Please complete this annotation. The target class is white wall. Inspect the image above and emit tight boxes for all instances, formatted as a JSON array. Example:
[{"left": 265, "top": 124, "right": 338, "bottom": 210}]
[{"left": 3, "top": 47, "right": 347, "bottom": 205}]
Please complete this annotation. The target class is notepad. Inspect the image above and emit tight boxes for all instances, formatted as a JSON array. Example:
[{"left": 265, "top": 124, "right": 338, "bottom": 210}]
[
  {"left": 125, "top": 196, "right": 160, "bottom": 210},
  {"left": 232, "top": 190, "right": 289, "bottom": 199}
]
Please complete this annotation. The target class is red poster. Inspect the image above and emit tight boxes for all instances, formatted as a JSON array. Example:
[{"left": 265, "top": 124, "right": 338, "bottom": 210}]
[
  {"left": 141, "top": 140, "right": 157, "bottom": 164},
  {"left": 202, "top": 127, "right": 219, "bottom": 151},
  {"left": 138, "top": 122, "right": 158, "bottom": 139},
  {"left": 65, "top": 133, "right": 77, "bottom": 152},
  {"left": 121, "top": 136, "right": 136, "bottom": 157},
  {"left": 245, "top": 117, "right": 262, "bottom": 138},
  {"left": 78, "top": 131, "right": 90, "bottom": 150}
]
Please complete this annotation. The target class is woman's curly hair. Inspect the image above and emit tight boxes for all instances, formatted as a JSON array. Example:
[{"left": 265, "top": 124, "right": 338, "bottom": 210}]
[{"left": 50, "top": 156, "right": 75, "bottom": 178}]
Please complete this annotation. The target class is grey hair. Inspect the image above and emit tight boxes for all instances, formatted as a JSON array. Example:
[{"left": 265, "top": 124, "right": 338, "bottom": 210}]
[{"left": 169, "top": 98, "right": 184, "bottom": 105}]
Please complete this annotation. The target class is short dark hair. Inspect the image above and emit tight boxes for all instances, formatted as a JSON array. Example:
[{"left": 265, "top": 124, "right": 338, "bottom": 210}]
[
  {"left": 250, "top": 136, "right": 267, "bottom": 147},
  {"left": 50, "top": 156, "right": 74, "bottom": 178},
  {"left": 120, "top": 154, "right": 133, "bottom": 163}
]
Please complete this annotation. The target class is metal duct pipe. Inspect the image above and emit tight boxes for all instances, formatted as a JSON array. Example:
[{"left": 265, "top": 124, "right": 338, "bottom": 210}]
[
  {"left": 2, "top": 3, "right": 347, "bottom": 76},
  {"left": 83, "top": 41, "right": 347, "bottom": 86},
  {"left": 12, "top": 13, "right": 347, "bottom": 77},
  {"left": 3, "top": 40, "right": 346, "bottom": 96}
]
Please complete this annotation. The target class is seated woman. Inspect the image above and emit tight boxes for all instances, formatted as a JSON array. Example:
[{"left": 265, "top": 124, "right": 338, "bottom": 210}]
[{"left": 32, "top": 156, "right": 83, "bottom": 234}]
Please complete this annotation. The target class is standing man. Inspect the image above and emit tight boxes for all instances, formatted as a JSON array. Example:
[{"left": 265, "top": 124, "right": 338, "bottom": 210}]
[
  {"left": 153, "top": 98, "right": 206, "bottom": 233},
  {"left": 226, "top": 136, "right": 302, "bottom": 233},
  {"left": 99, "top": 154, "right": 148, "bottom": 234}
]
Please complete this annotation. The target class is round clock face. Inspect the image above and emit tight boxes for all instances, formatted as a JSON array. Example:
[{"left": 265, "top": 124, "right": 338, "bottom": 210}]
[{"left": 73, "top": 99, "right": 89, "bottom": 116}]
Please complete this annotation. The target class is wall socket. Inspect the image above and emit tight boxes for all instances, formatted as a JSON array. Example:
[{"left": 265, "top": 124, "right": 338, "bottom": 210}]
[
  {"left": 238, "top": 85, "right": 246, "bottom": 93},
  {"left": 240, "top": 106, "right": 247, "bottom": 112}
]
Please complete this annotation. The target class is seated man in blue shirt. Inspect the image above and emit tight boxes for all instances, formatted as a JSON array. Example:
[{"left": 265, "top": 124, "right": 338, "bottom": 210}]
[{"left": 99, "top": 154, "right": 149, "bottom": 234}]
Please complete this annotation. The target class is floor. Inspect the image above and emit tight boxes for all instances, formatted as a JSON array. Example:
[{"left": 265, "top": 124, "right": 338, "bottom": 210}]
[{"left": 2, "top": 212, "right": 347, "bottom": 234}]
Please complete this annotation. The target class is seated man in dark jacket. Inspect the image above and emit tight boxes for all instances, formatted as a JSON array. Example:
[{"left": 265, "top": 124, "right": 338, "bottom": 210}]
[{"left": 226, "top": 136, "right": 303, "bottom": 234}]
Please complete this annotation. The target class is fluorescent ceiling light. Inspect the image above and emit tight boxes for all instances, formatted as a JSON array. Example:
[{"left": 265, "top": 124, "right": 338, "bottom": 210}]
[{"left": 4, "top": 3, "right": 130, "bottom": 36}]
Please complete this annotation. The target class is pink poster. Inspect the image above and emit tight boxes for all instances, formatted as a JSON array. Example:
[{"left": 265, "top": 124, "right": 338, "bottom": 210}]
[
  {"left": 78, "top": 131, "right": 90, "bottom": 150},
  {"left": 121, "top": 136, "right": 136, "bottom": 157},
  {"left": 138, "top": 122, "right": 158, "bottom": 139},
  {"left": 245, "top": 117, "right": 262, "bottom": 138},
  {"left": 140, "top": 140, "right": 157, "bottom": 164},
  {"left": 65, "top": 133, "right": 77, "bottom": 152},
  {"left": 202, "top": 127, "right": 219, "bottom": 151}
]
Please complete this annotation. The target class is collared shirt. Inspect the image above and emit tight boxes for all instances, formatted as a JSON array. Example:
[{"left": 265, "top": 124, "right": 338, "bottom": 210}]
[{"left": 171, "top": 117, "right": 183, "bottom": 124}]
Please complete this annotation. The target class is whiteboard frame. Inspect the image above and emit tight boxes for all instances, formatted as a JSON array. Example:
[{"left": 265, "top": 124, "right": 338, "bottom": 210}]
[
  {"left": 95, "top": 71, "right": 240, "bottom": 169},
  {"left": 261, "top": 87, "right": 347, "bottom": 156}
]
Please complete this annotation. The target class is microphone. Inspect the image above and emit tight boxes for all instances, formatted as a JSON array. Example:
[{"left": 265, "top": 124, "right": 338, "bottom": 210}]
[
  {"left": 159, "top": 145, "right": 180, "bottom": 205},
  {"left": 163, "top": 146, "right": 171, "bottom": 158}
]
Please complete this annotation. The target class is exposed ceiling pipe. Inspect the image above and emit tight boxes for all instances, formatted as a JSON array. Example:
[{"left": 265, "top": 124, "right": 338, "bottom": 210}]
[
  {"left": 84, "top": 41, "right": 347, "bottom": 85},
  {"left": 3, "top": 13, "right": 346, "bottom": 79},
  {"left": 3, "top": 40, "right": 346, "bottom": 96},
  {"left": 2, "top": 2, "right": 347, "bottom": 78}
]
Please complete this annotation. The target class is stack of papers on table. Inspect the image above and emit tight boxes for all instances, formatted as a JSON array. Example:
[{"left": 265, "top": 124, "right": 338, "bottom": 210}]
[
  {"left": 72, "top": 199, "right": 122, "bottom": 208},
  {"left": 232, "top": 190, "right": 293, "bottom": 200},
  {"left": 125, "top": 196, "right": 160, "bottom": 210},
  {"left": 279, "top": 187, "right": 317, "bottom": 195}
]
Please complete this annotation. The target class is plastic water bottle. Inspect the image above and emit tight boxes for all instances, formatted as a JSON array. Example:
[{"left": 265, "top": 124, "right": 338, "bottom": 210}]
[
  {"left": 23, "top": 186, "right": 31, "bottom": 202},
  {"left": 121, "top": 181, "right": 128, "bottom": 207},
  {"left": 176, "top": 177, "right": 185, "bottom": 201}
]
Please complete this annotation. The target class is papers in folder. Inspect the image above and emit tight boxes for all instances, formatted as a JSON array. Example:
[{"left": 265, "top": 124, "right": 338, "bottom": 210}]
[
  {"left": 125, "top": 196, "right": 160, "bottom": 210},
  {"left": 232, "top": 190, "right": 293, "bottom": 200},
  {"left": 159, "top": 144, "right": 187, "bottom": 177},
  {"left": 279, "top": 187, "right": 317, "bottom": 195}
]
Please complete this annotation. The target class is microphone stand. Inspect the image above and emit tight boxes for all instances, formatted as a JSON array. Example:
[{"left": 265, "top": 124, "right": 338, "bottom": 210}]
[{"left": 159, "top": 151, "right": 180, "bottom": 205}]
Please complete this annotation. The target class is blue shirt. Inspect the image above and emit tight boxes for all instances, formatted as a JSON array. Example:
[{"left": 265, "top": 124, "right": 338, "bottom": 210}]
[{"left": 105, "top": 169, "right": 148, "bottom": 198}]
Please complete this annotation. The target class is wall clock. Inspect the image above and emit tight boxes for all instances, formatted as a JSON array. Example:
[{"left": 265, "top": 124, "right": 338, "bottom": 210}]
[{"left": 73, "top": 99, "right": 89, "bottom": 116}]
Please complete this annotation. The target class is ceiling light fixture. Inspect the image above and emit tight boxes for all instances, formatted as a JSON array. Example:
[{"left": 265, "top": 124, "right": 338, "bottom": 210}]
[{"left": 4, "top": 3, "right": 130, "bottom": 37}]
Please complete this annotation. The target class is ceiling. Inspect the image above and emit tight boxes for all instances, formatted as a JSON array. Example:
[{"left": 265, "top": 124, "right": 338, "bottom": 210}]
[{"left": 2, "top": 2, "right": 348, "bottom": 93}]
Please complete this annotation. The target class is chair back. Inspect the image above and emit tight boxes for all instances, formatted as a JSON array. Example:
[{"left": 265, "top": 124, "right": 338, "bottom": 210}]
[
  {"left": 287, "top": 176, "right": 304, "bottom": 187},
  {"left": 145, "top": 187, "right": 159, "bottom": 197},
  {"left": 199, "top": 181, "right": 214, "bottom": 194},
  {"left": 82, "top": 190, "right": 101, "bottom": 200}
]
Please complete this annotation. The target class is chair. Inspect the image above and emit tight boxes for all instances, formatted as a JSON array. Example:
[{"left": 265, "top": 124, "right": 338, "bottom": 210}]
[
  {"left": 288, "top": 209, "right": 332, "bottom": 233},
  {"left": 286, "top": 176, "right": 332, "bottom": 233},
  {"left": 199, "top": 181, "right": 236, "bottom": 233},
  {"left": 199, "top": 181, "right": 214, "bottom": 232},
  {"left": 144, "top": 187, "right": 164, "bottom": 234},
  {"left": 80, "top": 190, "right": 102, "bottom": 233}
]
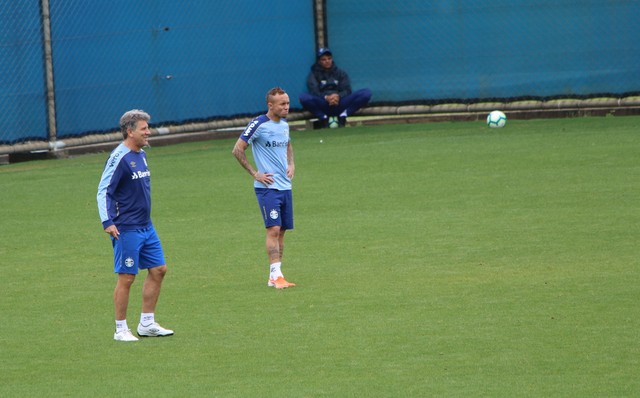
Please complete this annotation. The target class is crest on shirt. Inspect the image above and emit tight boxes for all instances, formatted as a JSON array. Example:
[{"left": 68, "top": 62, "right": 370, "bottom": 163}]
[
  {"left": 130, "top": 161, "right": 136, "bottom": 168},
  {"left": 269, "top": 209, "right": 279, "bottom": 220}
]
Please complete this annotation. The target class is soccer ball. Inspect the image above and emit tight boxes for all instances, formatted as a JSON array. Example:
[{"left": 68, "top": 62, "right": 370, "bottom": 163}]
[
  {"left": 328, "top": 116, "right": 339, "bottom": 129},
  {"left": 487, "top": 110, "right": 507, "bottom": 128}
]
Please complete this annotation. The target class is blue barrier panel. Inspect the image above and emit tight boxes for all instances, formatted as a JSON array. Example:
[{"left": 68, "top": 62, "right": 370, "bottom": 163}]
[
  {"left": 0, "top": 2, "right": 48, "bottom": 143},
  {"left": 49, "top": 1, "right": 313, "bottom": 138},
  {"left": 327, "top": 1, "right": 640, "bottom": 102}
]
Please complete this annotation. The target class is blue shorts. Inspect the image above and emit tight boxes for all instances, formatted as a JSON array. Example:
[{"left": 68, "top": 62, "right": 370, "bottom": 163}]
[
  {"left": 255, "top": 188, "right": 294, "bottom": 230},
  {"left": 111, "top": 225, "right": 166, "bottom": 274}
]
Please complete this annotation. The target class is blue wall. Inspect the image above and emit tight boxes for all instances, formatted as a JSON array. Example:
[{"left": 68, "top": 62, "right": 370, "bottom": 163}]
[
  {"left": 1, "top": 1, "right": 639, "bottom": 143},
  {"left": 49, "top": 0, "right": 314, "bottom": 139},
  {"left": 327, "top": 0, "right": 640, "bottom": 102},
  {"left": 0, "top": 2, "right": 48, "bottom": 143}
]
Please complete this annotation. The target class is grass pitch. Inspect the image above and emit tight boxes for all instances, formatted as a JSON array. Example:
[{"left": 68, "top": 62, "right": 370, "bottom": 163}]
[{"left": 0, "top": 115, "right": 638, "bottom": 397}]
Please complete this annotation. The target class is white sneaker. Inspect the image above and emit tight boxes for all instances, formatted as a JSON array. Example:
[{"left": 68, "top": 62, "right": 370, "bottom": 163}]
[
  {"left": 114, "top": 329, "right": 139, "bottom": 342},
  {"left": 137, "top": 322, "right": 174, "bottom": 337}
]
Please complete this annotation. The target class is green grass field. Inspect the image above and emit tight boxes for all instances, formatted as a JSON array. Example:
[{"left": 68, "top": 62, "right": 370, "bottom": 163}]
[{"left": 1, "top": 115, "right": 638, "bottom": 397}]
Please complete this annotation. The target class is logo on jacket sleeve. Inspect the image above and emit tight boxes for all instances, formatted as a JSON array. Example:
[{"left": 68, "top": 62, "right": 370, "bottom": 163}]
[{"left": 108, "top": 152, "right": 121, "bottom": 168}]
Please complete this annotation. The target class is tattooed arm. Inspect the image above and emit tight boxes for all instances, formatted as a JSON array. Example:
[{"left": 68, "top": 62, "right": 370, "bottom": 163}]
[{"left": 232, "top": 138, "right": 273, "bottom": 185}]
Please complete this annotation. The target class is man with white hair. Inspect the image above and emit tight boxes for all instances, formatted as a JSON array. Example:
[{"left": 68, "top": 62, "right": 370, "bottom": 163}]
[{"left": 97, "top": 109, "right": 174, "bottom": 341}]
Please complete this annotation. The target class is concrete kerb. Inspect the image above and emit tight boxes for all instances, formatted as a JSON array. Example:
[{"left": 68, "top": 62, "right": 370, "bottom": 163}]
[{"left": 2, "top": 97, "right": 640, "bottom": 163}]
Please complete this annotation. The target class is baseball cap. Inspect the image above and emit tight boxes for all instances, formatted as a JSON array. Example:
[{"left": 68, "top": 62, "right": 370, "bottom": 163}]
[{"left": 317, "top": 47, "right": 332, "bottom": 58}]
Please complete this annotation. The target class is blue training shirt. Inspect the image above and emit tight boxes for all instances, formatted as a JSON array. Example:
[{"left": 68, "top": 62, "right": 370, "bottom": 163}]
[
  {"left": 97, "top": 142, "right": 152, "bottom": 230},
  {"left": 240, "top": 114, "right": 292, "bottom": 191}
]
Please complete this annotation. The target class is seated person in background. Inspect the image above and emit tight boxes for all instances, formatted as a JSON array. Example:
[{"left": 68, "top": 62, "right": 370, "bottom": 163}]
[{"left": 299, "top": 48, "right": 372, "bottom": 128}]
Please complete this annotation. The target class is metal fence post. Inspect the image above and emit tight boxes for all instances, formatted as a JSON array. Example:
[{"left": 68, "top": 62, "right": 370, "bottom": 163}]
[{"left": 41, "top": 0, "right": 59, "bottom": 151}]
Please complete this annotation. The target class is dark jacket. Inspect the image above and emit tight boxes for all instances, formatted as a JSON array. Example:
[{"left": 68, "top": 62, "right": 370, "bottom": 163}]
[{"left": 306, "top": 63, "right": 352, "bottom": 98}]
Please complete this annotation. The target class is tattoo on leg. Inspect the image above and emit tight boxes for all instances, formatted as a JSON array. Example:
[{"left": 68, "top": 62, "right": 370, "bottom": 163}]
[{"left": 268, "top": 246, "right": 280, "bottom": 262}]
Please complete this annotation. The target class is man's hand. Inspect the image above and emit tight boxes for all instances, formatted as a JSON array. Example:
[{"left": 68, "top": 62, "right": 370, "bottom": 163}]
[
  {"left": 104, "top": 225, "right": 120, "bottom": 239},
  {"left": 254, "top": 171, "right": 275, "bottom": 186},
  {"left": 325, "top": 93, "right": 340, "bottom": 106}
]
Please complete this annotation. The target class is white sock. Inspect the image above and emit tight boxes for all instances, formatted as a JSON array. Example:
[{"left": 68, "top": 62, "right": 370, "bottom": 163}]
[
  {"left": 115, "top": 319, "right": 128, "bottom": 332},
  {"left": 340, "top": 111, "right": 347, "bottom": 117},
  {"left": 270, "top": 262, "right": 283, "bottom": 279},
  {"left": 140, "top": 312, "right": 155, "bottom": 326}
]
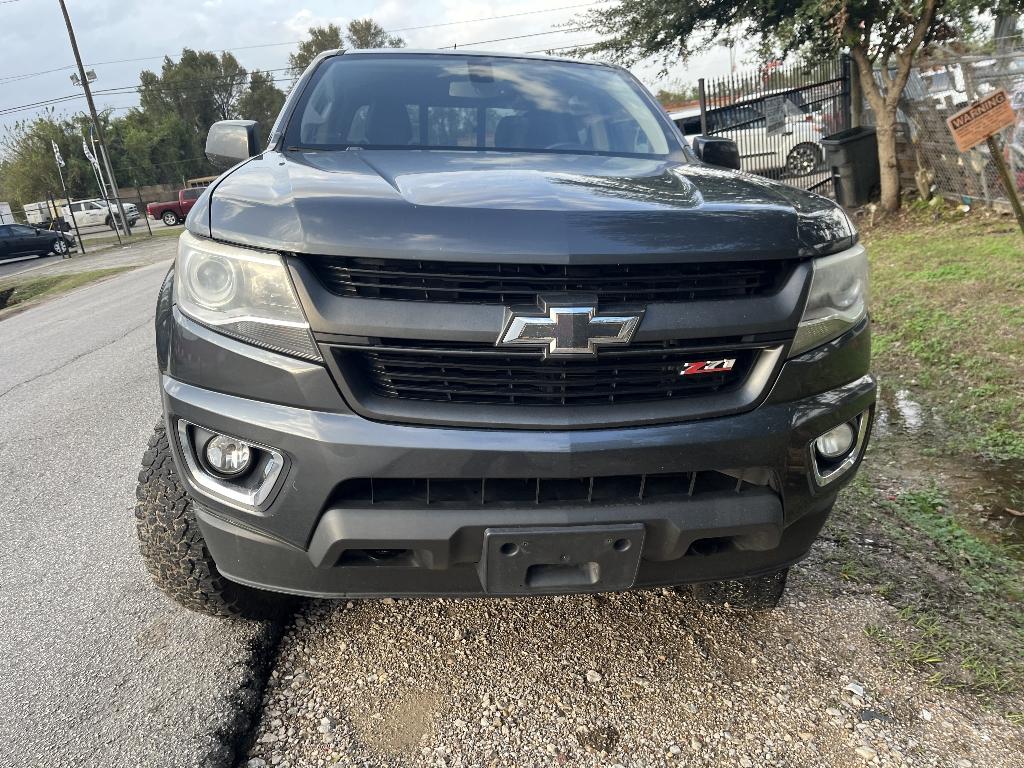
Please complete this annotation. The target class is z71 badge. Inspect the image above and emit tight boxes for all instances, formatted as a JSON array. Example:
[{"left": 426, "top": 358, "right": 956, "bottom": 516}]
[{"left": 680, "top": 358, "right": 737, "bottom": 376}]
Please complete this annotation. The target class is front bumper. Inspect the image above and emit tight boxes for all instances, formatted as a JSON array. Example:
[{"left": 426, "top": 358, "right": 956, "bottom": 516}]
[{"left": 160, "top": 313, "right": 875, "bottom": 597}]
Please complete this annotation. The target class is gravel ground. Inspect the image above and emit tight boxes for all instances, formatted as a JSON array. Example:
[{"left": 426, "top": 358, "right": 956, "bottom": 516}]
[
  {"left": 247, "top": 559, "right": 1023, "bottom": 768},
  {"left": 0, "top": 245, "right": 277, "bottom": 767}
]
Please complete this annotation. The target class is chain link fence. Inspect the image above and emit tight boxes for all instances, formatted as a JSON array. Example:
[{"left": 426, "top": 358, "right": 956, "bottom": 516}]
[{"left": 882, "top": 49, "right": 1024, "bottom": 208}]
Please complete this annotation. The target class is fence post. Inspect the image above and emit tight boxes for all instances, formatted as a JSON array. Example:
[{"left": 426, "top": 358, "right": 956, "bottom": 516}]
[
  {"left": 698, "top": 78, "right": 708, "bottom": 135},
  {"left": 137, "top": 187, "right": 153, "bottom": 237},
  {"left": 58, "top": 189, "right": 85, "bottom": 255}
]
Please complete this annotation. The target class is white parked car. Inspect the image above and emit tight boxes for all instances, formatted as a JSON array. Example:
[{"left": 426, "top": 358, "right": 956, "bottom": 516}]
[
  {"left": 671, "top": 102, "right": 825, "bottom": 177},
  {"left": 61, "top": 199, "right": 139, "bottom": 230}
]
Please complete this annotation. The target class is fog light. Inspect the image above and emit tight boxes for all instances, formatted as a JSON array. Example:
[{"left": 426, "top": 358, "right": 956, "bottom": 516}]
[
  {"left": 204, "top": 434, "right": 252, "bottom": 477},
  {"left": 815, "top": 422, "right": 856, "bottom": 459}
]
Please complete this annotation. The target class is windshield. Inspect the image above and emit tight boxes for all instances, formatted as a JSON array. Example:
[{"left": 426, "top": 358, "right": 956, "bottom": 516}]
[{"left": 286, "top": 54, "right": 678, "bottom": 158}]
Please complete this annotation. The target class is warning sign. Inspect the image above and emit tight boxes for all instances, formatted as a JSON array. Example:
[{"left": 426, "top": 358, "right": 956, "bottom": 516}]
[{"left": 946, "top": 89, "right": 1015, "bottom": 152}]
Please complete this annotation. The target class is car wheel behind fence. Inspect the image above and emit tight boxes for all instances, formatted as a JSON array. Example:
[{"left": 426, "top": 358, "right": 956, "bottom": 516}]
[{"left": 785, "top": 143, "right": 822, "bottom": 177}]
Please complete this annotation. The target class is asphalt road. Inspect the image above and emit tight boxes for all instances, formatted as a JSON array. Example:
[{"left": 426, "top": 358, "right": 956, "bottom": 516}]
[
  {"left": 0, "top": 241, "right": 274, "bottom": 768},
  {"left": 0, "top": 253, "right": 64, "bottom": 280}
]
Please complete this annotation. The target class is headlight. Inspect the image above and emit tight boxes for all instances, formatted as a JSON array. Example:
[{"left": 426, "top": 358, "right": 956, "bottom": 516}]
[
  {"left": 790, "top": 243, "right": 868, "bottom": 357},
  {"left": 175, "top": 231, "right": 321, "bottom": 361}
]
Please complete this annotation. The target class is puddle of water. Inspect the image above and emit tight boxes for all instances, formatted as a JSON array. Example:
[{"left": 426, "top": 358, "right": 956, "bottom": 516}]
[
  {"left": 871, "top": 384, "right": 1024, "bottom": 556},
  {"left": 893, "top": 389, "right": 923, "bottom": 432}
]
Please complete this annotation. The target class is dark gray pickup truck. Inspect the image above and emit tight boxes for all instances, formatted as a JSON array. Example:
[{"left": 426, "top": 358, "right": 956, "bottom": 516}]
[{"left": 136, "top": 49, "right": 874, "bottom": 618}]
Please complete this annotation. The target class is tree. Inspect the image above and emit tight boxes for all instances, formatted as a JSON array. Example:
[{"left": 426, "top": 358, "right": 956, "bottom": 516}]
[
  {"left": 573, "top": 0, "right": 1022, "bottom": 212},
  {"left": 288, "top": 23, "right": 343, "bottom": 79},
  {"left": 139, "top": 49, "right": 249, "bottom": 139},
  {"left": 288, "top": 19, "right": 405, "bottom": 79},
  {"left": 654, "top": 82, "right": 699, "bottom": 106},
  {"left": 236, "top": 70, "right": 286, "bottom": 140},
  {"left": 0, "top": 113, "right": 100, "bottom": 205},
  {"left": 345, "top": 18, "right": 405, "bottom": 49}
]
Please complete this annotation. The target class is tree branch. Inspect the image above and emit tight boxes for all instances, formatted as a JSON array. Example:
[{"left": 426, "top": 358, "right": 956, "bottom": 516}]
[{"left": 886, "top": 0, "right": 940, "bottom": 109}]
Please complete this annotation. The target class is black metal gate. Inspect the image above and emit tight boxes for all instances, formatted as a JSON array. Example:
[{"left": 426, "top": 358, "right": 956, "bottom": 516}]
[{"left": 678, "top": 56, "right": 852, "bottom": 194}]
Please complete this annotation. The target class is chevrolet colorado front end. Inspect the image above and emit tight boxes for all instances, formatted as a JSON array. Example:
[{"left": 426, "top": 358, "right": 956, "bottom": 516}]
[{"left": 136, "top": 50, "right": 873, "bottom": 617}]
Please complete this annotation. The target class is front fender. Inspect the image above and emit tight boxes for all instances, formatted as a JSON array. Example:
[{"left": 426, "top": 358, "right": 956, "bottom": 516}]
[{"left": 155, "top": 266, "right": 174, "bottom": 373}]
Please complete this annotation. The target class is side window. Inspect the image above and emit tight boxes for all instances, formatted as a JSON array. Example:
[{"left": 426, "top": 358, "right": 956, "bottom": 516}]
[
  {"left": 183, "top": 188, "right": 202, "bottom": 200},
  {"left": 12, "top": 225, "right": 34, "bottom": 235},
  {"left": 0, "top": 226, "right": 10, "bottom": 238}
]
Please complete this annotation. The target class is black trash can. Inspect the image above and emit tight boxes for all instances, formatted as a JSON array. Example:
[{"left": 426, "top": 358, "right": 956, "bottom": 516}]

About this exercise:
Your reply should be a single number: how many lines in the listing above include the string "metal".

Your response:
3